== Aim of the task ==
Pull out every line in the rows below that contains the word "snow", treating uppercase and lowercase letters as different.

--- START OF Available data ---

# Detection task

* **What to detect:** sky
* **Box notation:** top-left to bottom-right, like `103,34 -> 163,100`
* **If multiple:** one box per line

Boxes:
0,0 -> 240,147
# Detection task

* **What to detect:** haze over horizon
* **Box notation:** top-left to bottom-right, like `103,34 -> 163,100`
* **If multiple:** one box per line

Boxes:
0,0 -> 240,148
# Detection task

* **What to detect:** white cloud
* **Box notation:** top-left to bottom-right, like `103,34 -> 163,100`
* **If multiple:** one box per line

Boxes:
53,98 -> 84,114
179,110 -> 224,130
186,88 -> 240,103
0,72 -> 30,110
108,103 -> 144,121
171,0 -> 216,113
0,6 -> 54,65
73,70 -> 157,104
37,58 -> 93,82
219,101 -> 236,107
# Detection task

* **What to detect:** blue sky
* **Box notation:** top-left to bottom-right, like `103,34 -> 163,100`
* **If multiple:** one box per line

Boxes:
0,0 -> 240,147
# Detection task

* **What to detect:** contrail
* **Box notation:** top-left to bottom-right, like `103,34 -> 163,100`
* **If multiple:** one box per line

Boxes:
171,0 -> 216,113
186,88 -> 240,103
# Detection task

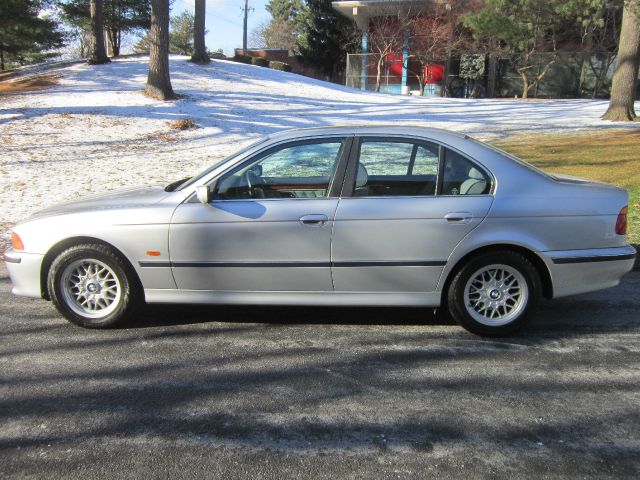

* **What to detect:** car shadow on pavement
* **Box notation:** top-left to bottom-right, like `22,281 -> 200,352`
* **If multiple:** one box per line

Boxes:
132,305 -> 455,328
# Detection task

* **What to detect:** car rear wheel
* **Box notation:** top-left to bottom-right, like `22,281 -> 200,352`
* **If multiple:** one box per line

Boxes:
48,244 -> 139,328
447,251 -> 542,337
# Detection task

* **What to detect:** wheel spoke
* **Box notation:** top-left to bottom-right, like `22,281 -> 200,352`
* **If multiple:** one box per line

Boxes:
60,259 -> 122,318
465,265 -> 528,325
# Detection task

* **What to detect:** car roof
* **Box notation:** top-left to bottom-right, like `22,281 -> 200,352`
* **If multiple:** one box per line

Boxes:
268,125 -> 469,140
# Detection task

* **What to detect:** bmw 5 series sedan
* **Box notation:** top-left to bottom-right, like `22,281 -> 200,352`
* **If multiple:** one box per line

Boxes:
4,126 -> 635,336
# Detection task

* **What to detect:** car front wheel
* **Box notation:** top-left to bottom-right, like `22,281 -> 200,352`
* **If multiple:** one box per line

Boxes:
48,244 -> 138,328
447,251 -> 542,337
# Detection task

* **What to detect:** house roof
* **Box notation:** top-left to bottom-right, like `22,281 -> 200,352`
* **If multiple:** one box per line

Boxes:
331,0 -> 426,30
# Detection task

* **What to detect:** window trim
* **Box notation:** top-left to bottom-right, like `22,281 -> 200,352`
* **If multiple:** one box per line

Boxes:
340,134 -> 496,200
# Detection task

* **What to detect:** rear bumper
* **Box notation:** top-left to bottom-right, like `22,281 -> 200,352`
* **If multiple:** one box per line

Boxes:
541,245 -> 636,298
3,249 -> 44,298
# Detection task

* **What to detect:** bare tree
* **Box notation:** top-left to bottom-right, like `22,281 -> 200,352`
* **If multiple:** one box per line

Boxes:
191,0 -> 210,63
145,0 -> 176,100
87,0 -> 109,65
368,11 -> 406,92
602,0 -> 640,121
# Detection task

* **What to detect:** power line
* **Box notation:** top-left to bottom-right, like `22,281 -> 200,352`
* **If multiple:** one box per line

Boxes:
177,0 -> 242,27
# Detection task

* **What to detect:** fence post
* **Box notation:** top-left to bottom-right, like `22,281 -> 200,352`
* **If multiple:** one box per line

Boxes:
401,32 -> 409,95
360,30 -> 369,90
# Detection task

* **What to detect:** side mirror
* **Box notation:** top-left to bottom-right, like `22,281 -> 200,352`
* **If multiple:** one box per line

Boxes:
196,185 -> 211,205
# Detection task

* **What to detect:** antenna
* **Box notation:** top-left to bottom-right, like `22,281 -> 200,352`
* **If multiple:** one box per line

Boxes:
242,0 -> 255,55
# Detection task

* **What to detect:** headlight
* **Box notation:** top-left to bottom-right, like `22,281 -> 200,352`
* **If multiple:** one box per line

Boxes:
11,232 -> 24,251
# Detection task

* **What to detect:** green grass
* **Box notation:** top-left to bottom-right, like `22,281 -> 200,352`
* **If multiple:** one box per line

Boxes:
493,129 -> 640,244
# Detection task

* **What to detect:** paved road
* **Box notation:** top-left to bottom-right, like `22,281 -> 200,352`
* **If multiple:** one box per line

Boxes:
0,266 -> 640,479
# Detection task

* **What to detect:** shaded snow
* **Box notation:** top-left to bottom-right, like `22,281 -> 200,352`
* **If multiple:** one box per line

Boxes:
0,57 -> 640,240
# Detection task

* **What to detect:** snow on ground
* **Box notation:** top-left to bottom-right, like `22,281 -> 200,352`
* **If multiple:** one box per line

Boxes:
0,57 -> 640,247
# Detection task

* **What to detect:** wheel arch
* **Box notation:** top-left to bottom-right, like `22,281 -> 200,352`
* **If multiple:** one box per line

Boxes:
441,243 -> 553,305
40,236 -> 144,300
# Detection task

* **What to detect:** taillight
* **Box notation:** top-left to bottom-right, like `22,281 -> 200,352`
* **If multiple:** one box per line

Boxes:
11,232 -> 24,250
616,207 -> 628,235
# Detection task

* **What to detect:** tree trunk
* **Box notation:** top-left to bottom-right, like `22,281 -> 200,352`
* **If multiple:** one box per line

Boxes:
602,0 -> 640,121
107,28 -> 120,57
376,55 -> 384,92
87,0 -> 109,65
191,0 -> 210,63
145,0 -> 176,100
518,67 -> 529,98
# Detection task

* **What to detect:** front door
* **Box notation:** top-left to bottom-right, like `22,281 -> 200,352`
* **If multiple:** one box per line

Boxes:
332,137 -> 493,292
169,137 -> 351,292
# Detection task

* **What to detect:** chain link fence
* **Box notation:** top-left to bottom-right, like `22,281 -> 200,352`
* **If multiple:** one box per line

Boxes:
346,52 -> 640,98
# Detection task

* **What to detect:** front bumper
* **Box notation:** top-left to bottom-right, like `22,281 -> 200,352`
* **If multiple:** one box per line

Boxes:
3,248 -> 44,298
541,245 -> 636,298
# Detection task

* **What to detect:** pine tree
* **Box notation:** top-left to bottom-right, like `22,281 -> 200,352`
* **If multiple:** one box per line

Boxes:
60,0 -> 151,57
0,0 -> 63,70
191,0 -> 209,63
87,0 -> 110,65
298,0 -> 355,79
169,10 -> 194,55
145,0 -> 176,100
602,0 -> 640,121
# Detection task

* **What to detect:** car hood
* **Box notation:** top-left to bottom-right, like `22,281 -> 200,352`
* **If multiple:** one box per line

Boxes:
30,186 -> 170,219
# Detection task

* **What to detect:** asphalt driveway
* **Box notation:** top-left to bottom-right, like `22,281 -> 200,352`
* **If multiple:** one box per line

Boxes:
0,265 -> 640,479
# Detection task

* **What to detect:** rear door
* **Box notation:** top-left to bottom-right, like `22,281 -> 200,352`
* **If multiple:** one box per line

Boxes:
331,137 -> 493,292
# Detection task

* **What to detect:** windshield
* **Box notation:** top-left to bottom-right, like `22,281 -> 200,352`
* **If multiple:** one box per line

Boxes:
176,137 -> 269,190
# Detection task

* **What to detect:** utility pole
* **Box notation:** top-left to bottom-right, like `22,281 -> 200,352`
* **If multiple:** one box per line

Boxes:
242,0 -> 249,55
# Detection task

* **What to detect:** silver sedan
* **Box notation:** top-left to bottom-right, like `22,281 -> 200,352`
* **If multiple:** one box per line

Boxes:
4,126 -> 635,336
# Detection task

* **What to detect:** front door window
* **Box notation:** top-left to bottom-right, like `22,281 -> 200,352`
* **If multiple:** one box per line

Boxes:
214,139 -> 345,200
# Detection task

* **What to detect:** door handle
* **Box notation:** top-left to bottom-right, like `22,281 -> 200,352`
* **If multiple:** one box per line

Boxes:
300,215 -> 329,227
444,212 -> 473,223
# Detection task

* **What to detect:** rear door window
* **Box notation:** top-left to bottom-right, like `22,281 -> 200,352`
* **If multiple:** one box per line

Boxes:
353,139 -> 439,197
440,148 -> 491,195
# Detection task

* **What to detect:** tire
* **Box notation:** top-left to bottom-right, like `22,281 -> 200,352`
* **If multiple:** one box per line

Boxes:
47,244 -> 141,328
447,250 -> 542,337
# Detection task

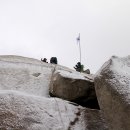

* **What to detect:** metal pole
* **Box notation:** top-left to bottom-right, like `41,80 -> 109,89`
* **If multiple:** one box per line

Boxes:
78,33 -> 81,63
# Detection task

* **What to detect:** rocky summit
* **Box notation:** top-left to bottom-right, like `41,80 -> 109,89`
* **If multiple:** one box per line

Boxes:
0,55 -> 130,130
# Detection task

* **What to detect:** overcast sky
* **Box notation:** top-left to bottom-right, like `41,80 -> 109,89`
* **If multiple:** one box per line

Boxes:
0,0 -> 130,73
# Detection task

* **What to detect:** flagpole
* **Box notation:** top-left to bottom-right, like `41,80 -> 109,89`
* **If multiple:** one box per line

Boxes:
78,33 -> 81,63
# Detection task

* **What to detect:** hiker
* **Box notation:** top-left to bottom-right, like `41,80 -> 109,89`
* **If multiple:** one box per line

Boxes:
74,62 -> 84,72
41,58 -> 48,63
50,57 -> 57,64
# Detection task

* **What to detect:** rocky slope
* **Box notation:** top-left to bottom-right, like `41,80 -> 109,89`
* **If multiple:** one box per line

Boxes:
95,56 -> 130,130
0,56 -> 108,130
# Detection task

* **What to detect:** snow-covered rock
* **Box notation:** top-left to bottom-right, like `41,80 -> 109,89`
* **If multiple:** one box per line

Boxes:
0,56 -> 107,130
0,56 -> 54,97
0,90 -> 107,130
95,56 -> 130,130
50,70 -> 98,108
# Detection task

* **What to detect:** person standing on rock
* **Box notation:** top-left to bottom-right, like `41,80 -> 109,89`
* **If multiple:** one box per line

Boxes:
74,62 -> 84,72
41,58 -> 48,63
50,57 -> 58,64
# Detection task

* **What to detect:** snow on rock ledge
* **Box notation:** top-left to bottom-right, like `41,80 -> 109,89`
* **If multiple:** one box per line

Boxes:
95,56 -> 130,130
50,69 -> 98,107
0,90 -> 107,130
0,56 -> 54,97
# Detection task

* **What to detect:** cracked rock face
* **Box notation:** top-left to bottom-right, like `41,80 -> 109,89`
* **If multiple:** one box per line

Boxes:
95,56 -> 130,130
0,90 -> 107,130
0,56 -> 107,130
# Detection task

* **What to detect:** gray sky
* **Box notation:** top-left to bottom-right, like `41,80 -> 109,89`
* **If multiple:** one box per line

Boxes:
0,0 -> 130,73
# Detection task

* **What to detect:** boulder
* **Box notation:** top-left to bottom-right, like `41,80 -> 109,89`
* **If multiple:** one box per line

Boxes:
0,90 -> 107,130
50,69 -> 99,109
94,56 -> 130,130
0,56 -> 54,97
0,56 -> 107,130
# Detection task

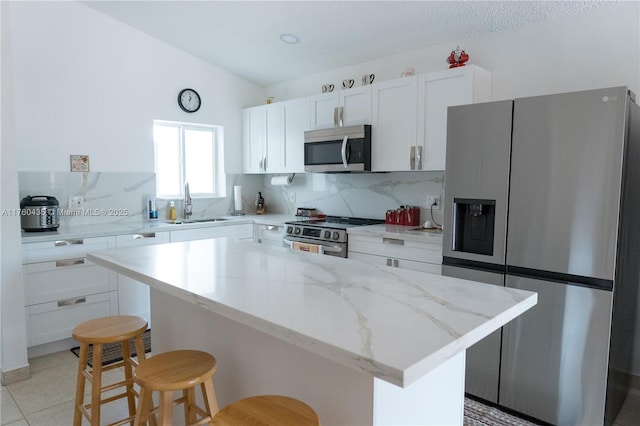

--- END OF Available data ---

== Response to the exercise ==
* **What to detect:** shaded snow
* **What to detect:** snow on ground
* **What to detect:** snow-covered rock
* **What to detect:** snow on rock ledge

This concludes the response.